*** Excerpted text
Concerns began emerging about Vioxx when research conducted in 2000 - known as the VIGOR trial - found the drug carried an increased risk of heart attacks and strokes compared with another anti-inflammatory drug. A later clinical trial testing these potential side-effects was aborted for safety reasons a few years later and the drug was voluntarily taken off the market.
Merck has already settled thousands of lawsuits in the US over the effects of Vioxx for $US4.85 billion, but has made no admission of guilt. The company is fighting the class action in Australia. This is the first time details of its Australian marketing strategies have been revealed.
The evidence put before the Federal Court this week by the plaintiffs focused on the marketing techniques used by Merck to promote Vioxx when it was launched, and the lengths it went to convince doctors there were no cardiovascular risks associated with the drug.
Marketing expert Robert Donovan, from Curtin University, testified - both in his witness statements and again during cross-examination by lawyers for Merck - that the company trained its sales staff to repeat a mantra that the link between the drug and increased risks of heart attacks were "non-existent".
He said that his inspection of internal marketing documents revealed staff were given line-by-line instructions, known as "objections handling cards" on how to deal with any GP concerned about the drug. "The Merck marketing campaign throughout the period of time that Vioxx was available in Australia was highly effective in promoting the message that Vioxx was a safe drug," Professor Donovan said in his witness statement. "Considerable effort was put into anticipating the potential objections that doctors might raise and crafting a ... convincing response."
The plaintiff's claims of "fierce" marketing techniques used by Merck in Australia were supported by scores of internal documents they tendered to the court. The emails, training manuals and newsletters give a rare insight into the internal workings of a big pharmaceutical company, from the launch of a blockbuster product through to its recall.
"Objective: to minimise potential adverse publicity and maintain credibility of both Vioxx and MSDA (Merck Sharpe and Dohme Australia), by pro-active, low-key contact with key audiences," one document says.
Titled "VIGOR issues management plan", the 2001 document lists the potential impacts of the US Food and Drug Administration's negative review of Vioxx in the wake of the VIGOR results and how to cope with negative publicity.
It advises that approaches to doctors and specialists by Merck staff "should be kept low-key and casual" and even suggests an "external script" for staff.
"MSD staff to advise selected external audiences of the overarching message directly by phone," it reads. "To be pitched as a routine update and courtesy call, keeping the tone light, friendly and casual ... 'you may have seen a lot of press, just wanted to ..."'
The plan goes on to list recommended "key opinion leaders" to be briefed by sales representatives who are instructed to "not proactively highlight" the adverse drug reactions. The list includes "bureaucrats"; the Therapeutic Goods Administration and the Adverse Drugs Reaction Advisory Committee, "patient groups"; the Australian Arthritis Foundation and Consumers Health Forum and even the "government/opposition"; John Neros (from then federal health minister Michael Wooldridge's office).
Another internal document dated November 2001 tells staff that the primary goal in the face of "negative publicity" about Vioxx and its class of anti-inflammatory drugs is to restore the confidence of doctors in prescribing Vioxx.
"To counter this we have put together a comprehensive campaign ... which includes advertorials in various journals and mailings to doctors and pharmacists," writes Merck employee Melissa Pryor.
The documents before the court, seen by The Australian, do not detail whether the "cunning plan" thought up by the two Australian Merck employees ever materialised. Professor Donovan testified that the documents tendered this week reveal an alarming "mindset" of the way the pharmaceutical giant marketed its products and trained its sales representatives.
******
Task A:
In the Vioxx excerpt, what did the VIGOR trial conducted in 2000 find?
Task B:
List every organization and person that the Vioxx excerpt names among the "key opinion leaders" in the VIGOR issues management plan.
Task C:
According to the Vioxx excerpt, why did Merck put together a campaign that included advertorials in journals and mailings to doctors and pharmacists?
*** Data for analysis
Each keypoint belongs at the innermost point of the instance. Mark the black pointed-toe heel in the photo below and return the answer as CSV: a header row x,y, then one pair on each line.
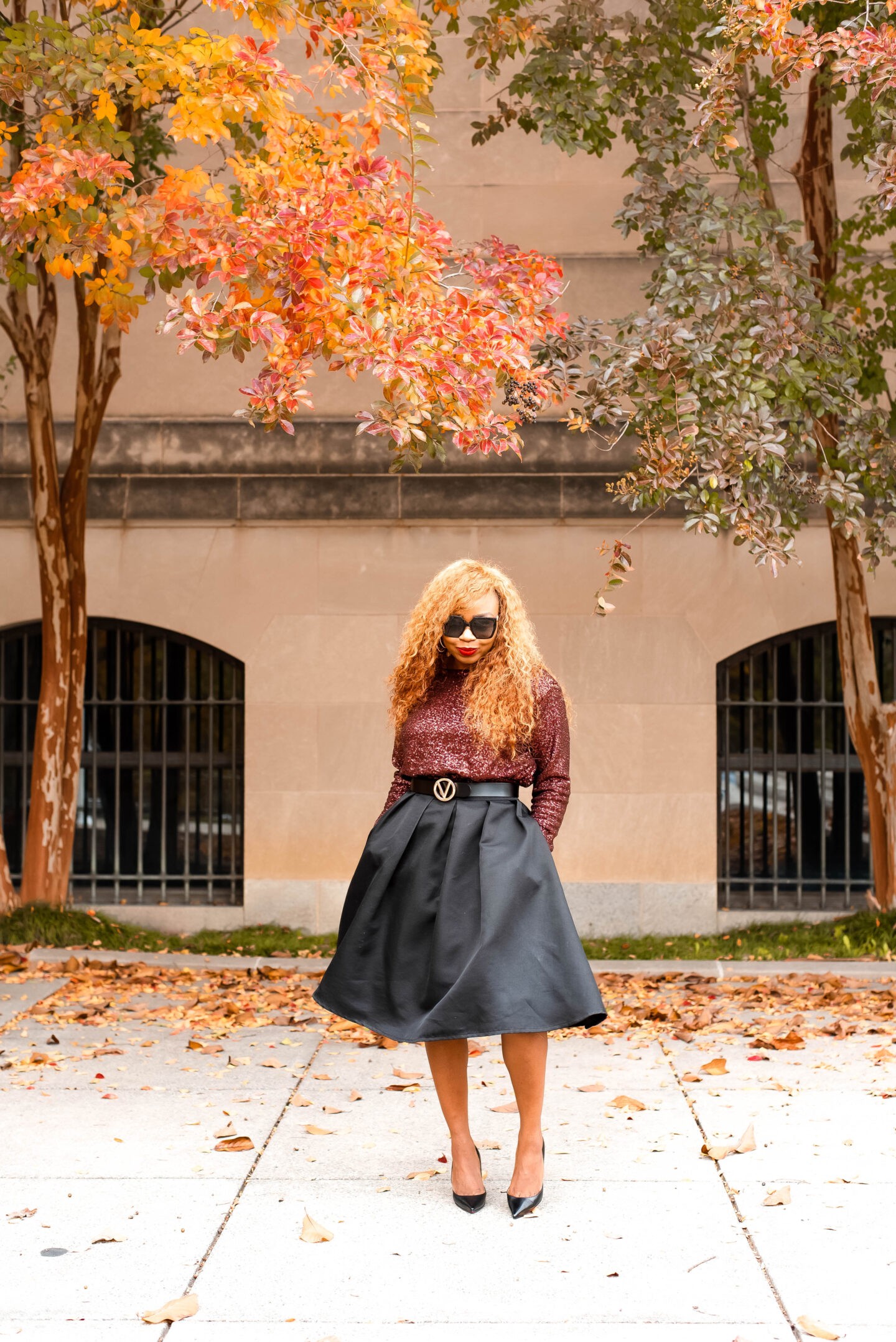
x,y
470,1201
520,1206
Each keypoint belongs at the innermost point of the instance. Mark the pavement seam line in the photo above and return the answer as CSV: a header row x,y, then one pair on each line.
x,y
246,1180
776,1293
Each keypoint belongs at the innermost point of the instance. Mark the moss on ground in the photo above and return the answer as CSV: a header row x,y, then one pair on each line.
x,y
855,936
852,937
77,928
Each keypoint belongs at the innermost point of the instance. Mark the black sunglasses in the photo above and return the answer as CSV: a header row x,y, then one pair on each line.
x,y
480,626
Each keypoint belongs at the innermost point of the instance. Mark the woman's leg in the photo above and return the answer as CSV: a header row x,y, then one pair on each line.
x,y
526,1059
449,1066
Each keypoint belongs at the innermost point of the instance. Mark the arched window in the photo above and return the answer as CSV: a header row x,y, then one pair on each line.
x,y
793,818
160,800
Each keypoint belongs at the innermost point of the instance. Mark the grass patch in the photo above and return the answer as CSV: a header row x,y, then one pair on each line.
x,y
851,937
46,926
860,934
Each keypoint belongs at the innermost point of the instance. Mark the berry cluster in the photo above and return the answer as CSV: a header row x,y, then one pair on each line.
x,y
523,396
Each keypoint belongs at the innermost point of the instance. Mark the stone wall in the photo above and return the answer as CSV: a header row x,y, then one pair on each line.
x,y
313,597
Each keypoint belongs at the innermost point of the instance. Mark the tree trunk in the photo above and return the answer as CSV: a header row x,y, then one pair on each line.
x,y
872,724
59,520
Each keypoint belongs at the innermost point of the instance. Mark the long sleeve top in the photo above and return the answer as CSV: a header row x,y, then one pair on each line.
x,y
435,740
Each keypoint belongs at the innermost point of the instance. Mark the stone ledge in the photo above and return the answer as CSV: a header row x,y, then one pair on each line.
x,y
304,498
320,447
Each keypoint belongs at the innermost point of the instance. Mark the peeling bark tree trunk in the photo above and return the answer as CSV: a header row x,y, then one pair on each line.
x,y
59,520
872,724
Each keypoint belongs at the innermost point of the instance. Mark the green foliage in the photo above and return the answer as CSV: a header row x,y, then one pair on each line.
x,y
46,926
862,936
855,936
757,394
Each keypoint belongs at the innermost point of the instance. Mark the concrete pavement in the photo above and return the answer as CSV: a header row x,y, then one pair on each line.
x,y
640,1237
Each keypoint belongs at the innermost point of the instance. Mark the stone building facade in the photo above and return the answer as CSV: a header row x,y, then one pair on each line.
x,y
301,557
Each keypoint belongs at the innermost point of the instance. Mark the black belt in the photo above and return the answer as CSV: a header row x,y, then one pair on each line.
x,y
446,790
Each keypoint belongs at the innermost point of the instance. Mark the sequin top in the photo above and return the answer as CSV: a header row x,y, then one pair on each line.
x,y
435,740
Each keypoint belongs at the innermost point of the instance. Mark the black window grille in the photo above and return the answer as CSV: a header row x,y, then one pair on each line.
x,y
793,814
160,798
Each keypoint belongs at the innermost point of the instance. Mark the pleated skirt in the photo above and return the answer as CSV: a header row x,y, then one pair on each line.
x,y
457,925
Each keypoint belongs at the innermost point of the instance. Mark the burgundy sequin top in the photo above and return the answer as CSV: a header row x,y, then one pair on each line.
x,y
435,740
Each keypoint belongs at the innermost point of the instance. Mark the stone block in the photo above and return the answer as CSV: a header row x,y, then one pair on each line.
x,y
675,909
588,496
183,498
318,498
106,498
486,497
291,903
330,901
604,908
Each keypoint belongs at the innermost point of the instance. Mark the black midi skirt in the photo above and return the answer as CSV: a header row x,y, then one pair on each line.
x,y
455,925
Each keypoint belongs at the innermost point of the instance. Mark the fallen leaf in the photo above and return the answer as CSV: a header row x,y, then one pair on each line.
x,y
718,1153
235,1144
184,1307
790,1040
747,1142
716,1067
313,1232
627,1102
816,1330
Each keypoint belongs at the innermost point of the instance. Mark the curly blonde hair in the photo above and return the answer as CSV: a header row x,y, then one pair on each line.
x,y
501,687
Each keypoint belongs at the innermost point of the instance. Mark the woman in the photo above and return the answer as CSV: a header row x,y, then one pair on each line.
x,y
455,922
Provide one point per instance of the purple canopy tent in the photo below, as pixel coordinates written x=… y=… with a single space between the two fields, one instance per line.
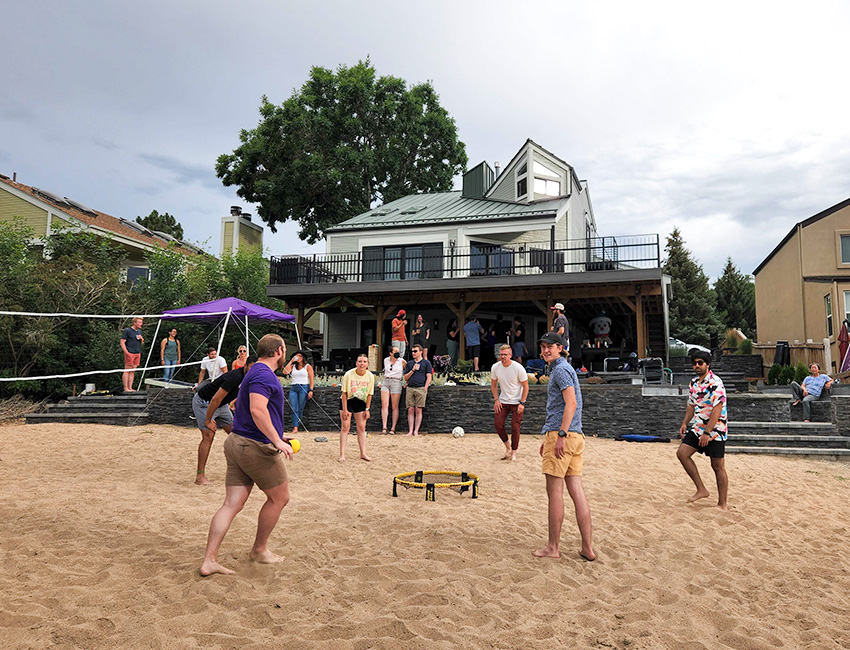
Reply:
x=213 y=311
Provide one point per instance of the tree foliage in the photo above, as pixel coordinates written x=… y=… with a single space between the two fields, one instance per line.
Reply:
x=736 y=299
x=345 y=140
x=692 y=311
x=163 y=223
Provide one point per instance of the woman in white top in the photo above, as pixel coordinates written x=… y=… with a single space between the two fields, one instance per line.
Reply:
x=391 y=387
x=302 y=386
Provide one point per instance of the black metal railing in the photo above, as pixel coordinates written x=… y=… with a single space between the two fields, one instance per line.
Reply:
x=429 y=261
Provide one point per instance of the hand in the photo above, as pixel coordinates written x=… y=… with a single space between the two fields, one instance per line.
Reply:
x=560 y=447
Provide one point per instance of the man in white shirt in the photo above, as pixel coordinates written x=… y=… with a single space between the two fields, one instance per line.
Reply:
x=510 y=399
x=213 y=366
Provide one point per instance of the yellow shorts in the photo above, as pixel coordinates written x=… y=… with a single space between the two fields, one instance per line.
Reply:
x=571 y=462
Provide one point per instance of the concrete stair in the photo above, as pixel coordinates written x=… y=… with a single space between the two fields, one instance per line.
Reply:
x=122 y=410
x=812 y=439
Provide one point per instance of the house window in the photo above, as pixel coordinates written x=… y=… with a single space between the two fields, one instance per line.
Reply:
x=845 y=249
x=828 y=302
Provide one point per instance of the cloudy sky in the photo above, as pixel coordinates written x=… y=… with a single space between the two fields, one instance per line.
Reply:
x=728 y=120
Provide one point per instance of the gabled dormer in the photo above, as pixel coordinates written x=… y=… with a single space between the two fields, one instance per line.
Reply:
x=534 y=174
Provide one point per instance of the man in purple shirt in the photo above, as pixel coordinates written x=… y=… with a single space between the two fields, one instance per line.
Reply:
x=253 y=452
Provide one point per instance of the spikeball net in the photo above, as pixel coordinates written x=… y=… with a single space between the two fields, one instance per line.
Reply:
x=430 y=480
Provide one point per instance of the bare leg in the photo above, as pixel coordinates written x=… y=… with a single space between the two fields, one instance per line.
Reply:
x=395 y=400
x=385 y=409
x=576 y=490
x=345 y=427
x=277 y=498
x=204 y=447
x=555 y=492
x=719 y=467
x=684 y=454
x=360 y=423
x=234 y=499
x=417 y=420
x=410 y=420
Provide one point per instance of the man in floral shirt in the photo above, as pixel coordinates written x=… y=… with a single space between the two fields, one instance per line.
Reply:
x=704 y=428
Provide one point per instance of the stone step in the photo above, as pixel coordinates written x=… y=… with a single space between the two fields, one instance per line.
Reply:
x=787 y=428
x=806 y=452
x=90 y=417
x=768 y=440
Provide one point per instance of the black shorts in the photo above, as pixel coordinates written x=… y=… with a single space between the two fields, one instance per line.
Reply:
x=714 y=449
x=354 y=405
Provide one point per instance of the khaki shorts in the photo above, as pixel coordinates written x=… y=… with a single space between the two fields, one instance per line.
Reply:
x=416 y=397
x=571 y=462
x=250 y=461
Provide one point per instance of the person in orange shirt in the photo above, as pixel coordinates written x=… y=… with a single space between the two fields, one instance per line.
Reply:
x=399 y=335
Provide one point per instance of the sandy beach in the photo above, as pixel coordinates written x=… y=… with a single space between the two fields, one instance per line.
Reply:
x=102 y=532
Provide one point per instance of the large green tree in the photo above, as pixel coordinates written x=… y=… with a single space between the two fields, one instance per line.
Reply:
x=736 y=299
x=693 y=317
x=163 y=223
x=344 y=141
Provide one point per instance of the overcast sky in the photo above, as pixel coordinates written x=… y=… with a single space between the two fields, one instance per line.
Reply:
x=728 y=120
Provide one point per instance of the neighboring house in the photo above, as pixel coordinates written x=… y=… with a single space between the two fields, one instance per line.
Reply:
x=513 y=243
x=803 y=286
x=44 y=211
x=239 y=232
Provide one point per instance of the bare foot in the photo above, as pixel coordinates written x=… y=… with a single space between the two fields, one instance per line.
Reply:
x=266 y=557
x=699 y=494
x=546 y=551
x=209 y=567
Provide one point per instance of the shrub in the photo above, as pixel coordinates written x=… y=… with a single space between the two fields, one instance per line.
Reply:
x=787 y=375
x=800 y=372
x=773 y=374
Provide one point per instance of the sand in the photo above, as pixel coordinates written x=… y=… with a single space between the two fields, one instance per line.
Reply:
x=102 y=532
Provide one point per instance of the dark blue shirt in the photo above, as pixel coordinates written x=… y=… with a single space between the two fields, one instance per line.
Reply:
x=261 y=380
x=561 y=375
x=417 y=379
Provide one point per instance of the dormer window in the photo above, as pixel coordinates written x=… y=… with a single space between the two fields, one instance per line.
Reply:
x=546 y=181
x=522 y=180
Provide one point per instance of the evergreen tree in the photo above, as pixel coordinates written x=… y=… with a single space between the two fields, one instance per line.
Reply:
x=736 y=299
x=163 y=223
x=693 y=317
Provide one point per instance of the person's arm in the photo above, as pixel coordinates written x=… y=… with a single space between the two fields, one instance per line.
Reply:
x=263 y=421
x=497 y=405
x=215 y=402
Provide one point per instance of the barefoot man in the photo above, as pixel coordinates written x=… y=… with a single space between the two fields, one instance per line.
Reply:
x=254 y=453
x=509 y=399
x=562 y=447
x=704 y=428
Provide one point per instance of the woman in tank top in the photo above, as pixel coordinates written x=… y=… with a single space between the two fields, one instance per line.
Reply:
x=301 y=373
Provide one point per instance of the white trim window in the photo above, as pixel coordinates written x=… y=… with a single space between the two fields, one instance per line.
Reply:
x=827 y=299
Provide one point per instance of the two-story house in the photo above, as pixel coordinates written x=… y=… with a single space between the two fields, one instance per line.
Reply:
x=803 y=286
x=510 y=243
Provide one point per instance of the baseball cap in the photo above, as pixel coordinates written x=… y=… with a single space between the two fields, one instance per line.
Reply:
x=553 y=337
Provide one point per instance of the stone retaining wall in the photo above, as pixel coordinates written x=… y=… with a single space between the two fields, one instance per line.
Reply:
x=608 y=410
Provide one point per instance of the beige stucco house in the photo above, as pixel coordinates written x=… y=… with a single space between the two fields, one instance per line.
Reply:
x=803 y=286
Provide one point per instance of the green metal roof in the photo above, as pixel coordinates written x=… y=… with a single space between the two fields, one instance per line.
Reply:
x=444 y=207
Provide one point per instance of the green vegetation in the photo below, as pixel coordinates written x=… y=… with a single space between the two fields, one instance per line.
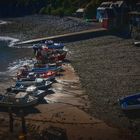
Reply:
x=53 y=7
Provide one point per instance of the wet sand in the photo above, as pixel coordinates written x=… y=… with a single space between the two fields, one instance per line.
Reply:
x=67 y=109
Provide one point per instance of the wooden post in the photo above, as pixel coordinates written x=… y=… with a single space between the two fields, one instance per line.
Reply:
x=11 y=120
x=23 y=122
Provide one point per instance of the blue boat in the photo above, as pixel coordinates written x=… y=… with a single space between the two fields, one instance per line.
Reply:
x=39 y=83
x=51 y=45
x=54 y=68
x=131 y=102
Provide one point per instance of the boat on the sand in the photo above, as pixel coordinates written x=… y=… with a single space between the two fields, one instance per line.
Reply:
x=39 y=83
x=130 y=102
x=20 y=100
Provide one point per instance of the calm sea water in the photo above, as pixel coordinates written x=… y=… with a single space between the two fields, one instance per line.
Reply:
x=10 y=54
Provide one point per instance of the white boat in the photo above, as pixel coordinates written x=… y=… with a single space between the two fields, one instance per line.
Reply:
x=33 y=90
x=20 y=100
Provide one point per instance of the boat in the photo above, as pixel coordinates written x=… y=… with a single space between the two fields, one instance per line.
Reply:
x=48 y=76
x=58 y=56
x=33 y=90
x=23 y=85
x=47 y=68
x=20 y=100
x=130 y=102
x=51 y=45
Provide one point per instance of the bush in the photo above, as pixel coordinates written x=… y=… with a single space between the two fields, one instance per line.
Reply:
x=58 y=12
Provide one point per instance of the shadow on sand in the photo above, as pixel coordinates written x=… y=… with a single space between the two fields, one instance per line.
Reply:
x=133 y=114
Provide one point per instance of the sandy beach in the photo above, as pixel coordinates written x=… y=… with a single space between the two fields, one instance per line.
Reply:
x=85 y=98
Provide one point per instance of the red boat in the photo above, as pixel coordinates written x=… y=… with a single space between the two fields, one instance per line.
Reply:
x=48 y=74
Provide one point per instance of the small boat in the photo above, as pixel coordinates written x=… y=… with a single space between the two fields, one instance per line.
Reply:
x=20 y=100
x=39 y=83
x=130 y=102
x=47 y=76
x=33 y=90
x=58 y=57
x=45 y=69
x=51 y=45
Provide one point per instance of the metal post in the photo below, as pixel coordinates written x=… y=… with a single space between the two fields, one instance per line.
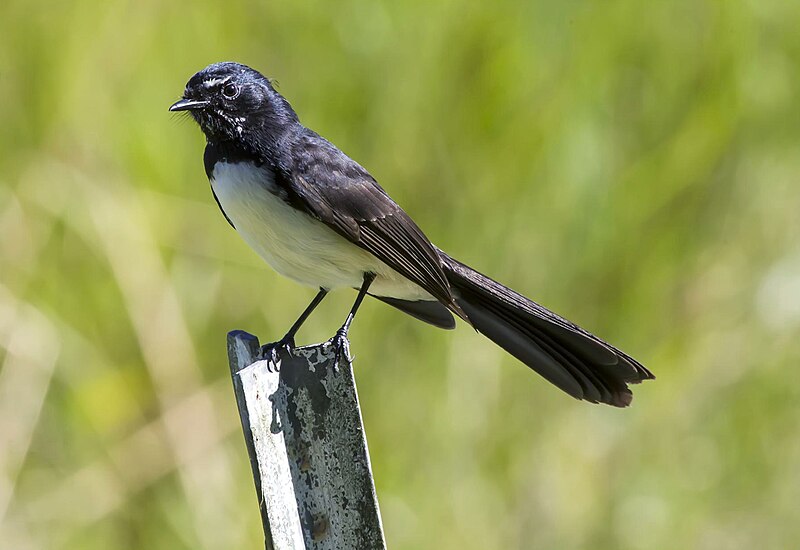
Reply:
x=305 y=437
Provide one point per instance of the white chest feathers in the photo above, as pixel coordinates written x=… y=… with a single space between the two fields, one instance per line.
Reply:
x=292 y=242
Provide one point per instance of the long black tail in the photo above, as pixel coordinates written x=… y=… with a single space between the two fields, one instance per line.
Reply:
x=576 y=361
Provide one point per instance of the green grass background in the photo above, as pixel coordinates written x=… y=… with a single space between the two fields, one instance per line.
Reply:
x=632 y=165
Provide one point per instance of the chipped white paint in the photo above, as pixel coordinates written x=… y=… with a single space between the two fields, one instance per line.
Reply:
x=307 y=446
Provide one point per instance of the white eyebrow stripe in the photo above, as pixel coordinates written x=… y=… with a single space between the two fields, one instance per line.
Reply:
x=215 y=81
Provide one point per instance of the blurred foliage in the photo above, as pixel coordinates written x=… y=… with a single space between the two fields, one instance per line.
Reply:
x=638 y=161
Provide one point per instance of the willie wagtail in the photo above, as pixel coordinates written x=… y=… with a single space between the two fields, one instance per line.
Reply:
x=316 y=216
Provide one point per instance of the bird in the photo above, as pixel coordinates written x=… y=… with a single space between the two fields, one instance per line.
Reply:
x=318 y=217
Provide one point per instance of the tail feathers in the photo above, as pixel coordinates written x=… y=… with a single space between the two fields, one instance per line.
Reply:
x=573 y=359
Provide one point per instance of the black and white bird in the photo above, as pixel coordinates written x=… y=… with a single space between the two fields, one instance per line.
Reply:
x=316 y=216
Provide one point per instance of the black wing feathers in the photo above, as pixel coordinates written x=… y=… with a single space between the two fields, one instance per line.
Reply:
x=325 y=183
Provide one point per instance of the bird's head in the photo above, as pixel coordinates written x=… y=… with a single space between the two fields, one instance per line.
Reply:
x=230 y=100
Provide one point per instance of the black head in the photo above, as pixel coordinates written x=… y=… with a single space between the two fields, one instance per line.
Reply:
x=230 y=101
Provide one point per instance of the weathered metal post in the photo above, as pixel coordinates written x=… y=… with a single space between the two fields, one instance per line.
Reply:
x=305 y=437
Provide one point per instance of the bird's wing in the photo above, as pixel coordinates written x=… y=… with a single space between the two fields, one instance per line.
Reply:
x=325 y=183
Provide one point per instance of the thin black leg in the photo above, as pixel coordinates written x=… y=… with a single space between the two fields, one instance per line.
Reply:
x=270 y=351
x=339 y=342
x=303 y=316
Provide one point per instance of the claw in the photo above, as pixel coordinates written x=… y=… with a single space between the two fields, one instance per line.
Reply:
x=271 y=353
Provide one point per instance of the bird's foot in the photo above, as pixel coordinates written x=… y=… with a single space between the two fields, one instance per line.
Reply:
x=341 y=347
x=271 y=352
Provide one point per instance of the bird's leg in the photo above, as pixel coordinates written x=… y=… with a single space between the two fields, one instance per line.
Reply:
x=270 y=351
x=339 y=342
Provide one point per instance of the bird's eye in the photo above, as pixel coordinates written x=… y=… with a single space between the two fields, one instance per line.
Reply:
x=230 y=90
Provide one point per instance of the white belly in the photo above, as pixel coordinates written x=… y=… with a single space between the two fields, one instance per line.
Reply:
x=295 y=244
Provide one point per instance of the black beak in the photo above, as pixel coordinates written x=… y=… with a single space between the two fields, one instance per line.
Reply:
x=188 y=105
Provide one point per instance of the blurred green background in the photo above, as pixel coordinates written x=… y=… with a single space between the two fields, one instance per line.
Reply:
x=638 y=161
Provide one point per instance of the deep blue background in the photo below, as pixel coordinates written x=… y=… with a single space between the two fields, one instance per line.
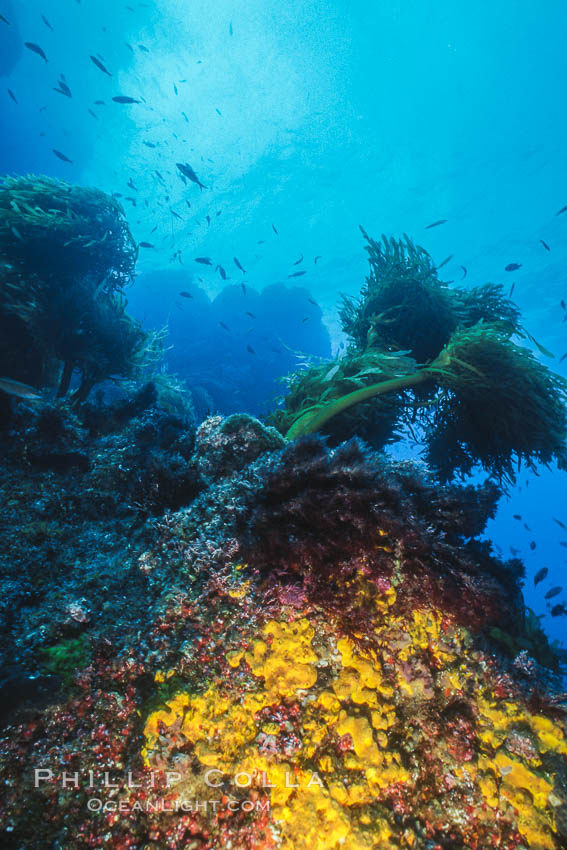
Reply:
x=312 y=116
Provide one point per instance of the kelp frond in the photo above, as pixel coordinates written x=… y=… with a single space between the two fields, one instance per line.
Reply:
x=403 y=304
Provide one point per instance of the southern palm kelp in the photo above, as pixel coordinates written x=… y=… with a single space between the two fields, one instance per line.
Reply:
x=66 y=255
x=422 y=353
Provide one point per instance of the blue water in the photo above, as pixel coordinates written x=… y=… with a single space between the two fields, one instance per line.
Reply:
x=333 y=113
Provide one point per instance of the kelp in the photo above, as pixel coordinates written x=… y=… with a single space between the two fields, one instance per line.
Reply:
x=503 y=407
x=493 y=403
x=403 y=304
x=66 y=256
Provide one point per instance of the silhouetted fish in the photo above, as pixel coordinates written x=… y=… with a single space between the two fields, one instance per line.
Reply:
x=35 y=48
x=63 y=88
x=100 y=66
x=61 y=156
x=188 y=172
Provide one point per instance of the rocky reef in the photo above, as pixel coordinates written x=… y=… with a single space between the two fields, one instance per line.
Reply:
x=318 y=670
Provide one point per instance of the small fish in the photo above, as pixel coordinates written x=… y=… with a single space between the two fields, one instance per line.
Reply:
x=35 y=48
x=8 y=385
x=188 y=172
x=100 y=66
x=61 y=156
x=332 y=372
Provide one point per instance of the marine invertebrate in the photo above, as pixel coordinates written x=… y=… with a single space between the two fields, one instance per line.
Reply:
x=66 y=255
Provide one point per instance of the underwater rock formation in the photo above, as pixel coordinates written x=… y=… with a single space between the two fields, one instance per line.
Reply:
******
Your solution A:
It found that Vioxx carried an increased risk of heart attacks and strokes compared with another anti-inflammatory drug.

Your solution B:
The Therapeutic Goods Administration, the Adverse Drugs Reaction Advisory Committee, the Australian Arthritis Foundation, Consumers Health Forum, and John Neros

Your solution C:
The campaign was meant to counter negative publicity about Vioxx and its class of anti-inflammatory drugs. A November 2001 internal document stated that the primary goal in the face of that publicity was to restore doctors' confidence in prescribing Vioxx.